#### Given entries
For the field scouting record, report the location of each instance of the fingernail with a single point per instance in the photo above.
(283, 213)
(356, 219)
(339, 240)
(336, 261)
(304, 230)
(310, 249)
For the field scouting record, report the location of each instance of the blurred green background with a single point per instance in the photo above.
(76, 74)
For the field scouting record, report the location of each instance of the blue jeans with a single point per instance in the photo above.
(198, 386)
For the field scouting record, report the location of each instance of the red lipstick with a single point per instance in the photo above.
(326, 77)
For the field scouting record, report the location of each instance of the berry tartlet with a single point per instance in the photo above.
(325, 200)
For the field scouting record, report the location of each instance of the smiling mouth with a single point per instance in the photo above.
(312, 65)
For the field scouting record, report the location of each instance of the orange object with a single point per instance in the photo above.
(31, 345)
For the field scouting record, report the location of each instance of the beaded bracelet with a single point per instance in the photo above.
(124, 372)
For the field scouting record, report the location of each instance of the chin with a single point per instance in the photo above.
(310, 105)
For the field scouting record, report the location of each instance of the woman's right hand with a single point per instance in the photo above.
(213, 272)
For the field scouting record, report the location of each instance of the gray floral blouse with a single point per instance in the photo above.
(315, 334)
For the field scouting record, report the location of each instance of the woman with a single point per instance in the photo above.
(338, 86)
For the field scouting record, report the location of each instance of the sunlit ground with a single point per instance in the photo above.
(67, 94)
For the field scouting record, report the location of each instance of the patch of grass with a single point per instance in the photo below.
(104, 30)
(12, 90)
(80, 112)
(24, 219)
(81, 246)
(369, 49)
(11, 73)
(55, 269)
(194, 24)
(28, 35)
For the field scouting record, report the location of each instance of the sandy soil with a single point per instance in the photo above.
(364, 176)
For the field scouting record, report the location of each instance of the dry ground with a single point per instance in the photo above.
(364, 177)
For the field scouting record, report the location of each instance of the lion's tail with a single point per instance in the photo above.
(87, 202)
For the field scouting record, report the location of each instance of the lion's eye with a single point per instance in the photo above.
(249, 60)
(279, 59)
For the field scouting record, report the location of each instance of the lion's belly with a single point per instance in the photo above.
########
Exercise:
Reproduce each line of the material above precisely.

Task response:
For the field scouting record, report the location of each instance of the fingernail with a single point per instance in the photo above.
(283, 213)
(356, 219)
(339, 240)
(336, 261)
(304, 230)
(310, 249)
For the field scouting record, report the location of each instance of the blurred green background with a single point per instance in the photo above.
(76, 74)
For the field scouting record, report the location of each instance of the blue jeans with a single point per instance in the photo above.
(198, 386)
For the field scouting record, report the location of each instance of the red lipstick with a single point per instance in the photo above.
(326, 77)
For the field scouting record, report the location of each instance of the berry tartlet with a single point per instance in the photo above.
(325, 200)
For the field scouting record, report the location of each instance of the smiling mouth with a single point per instance in the photo above.
(312, 65)
For the field scouting record, report the location of each instance of the orange object with a single point per instance in the photo above.
(31, 345)
For the field scouting record, report the location of each instance of the beaded bracelet with a single point per instance in the photo above.
(124, 372)
For the field scouting record, report the location of each instance of the chin with a single point per instance in the photo above.
(310, 105)
For the field scouting record, report the location of each instance of the woman's right hand with a single point per instance in the photo above.
(213, 272)
For the field scouting record, report the location of each instance of the gray floral blouse with a single point per instance in the photo above.
(315, 334)
For the field scouting record, report the location of each instance of the woman with a single point per instance in the photo above.
(338, 86)
For the field scouting record, report the location of each instance of the sunlit ground with a single point per instance in the photo above.
(67, 94)
For the field scouting record, report the location of each instance of the patch of grass with a single point per instance in the photo below.
(104, 30)
(12, 90)
(80, 112)
(24, 219)
(81, 246)
(369, 49)
(11, 73)
(55, 269)
(194, 24)
(28, 35)
For the field scouting record, report the location of each instance of the sandy soil with a single point per instance in the photo above.
(364, 176)
For the field scouting record, report the location of each instance of the dry ground with a single point per instance in the photo above.
(364, 177)
For the field scouting record, report the location of each instance of the lion's tail with a single point per instance in the photo above.
(87, 202)
For the field scouting record, report the location of each instance of the lion's eye with a single point per instance in the photo above.
(249, 60)
(279, 59)
For the field scouting record, report the location of each instance of the lion's belly with a single point per instance in the photo above.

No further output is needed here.